- _Problems and tasks_:
**a.** Name each ingredient in the peanut butter and jam drumstick recipe that is measured in tablespoons, along with its amount.
**b.** Carry the peanut butter and jam drumstick recipe forward from its last numbered step, writing the steps that come next.

- _Text for analysis_:
┄┄┄┄┄┄┄┄┄┄┄┄┄┄┄┄┄┄┄┄
• Preparation
    25 Minutes
  • Cook Time
    1 hour
  • Serves
  • Difficulty

Behind the Recipe

The perfect combo

We all love a goo peanut butter and jam sandwich, combine this with chicken drumsticks and you've got a winner! Combining the two might sound crazy, but the sweet and savoury combo worked out brilliantly



  • ¾ cup peanut butter
  • ¾ cup raspberry preserves
  • 3 tbsp. Sriracha
  • 2 tbsp. soy sauce
  • 2 tbsp. water
  • 1 tsp. garlic, minced
  • 1 tsp. ginger, grated
  • 30 drumsticks
  • 3 tbsp. all-purpose flour
  • 1 ½ tbsp. cornstarch
  • 1 tbsp. baking powder
  • ½ cup peanuts, finely chopped
  • ½ cup coriander, finely chopped


  1. To lollipop your drumsticks, start by cutting through the skin and tendons where the thick, meaty section ends. Pull the skin off the bone part, and throw it away. Clean up any remains so you get a nice, clean handle. (It helps to use a cutting board, so you can twirl and slice the drumstick at once.)
  2. Push the flesh downward away from the bone to form a rounder, more lollipopish shape.
┄┄┄┄┄┄┄┄┄┄┄┄┄┄┄┄┄┄┄┄
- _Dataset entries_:
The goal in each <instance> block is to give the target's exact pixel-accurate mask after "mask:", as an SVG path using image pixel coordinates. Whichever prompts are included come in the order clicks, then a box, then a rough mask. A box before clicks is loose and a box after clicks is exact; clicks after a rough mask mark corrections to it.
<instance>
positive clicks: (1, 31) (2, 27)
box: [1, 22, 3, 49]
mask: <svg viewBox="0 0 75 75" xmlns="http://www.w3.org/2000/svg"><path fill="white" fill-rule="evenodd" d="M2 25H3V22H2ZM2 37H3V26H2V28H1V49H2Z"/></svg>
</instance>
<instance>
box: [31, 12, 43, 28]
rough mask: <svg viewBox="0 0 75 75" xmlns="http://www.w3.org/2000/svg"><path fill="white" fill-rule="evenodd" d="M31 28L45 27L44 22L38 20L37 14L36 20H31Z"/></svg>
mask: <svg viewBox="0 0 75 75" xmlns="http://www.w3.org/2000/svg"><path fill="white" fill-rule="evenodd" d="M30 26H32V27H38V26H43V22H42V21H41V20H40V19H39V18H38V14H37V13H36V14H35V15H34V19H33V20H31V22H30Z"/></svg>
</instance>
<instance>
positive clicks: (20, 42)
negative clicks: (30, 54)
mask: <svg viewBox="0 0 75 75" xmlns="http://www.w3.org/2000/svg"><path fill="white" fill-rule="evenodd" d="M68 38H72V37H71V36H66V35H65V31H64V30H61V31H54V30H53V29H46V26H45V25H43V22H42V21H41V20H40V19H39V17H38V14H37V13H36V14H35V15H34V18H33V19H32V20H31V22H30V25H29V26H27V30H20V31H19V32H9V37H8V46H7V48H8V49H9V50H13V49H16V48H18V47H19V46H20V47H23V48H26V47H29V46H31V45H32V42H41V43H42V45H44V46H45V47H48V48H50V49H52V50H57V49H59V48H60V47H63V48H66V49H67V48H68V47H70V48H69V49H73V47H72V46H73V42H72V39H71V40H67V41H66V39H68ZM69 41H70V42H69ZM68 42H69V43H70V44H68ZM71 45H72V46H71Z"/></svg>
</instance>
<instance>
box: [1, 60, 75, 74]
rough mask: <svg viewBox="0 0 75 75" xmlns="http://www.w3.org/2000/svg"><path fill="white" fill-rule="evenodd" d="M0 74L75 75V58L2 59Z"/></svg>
┄┄┄┄┄┄┄┄┄┄┄┄┄┄┄┄┄┄┄┄
- _Written responses_:
**a.**
- 3 tbsp. Sriracha
- 2 tbsp. soy sauce
- 2 tbsp. water
- 3 tbsp. all-purpose flour
- 1 ½ tbsp. cornstarch
- 1 tbsp. baking powder

**b.**
  3. For the wing sauce, combine peanut butter, raspberry preserves, Sriracha, soy sauce, water, garlic, and ginger in a large saucepan, and place on your Oakford.
  4. Whisk the ingredients over medium-high heat until smooth, and set aside.
  5. In a large bowl, combine flour, cornstarch and baking powder.
  6. Dip your lollipops in the peanut butter mixture until the meaty part is evenly coated.

Cooking Instructions

  1. 1

    Preheat your Oakford to medium/medium-high heat.

  2. 2

    Spread your lollipops out on the grill, and cook, turning occasionally, for about an hour, or until the internal temperature reaches 80-85°C

  3. 3

    Remove from heat and let cool for five minutes.

  4. 4

    Toss your pops in the wing sauce you made, then garnish with the chopped peanuts and coriander.

  5. 5

    Dig in.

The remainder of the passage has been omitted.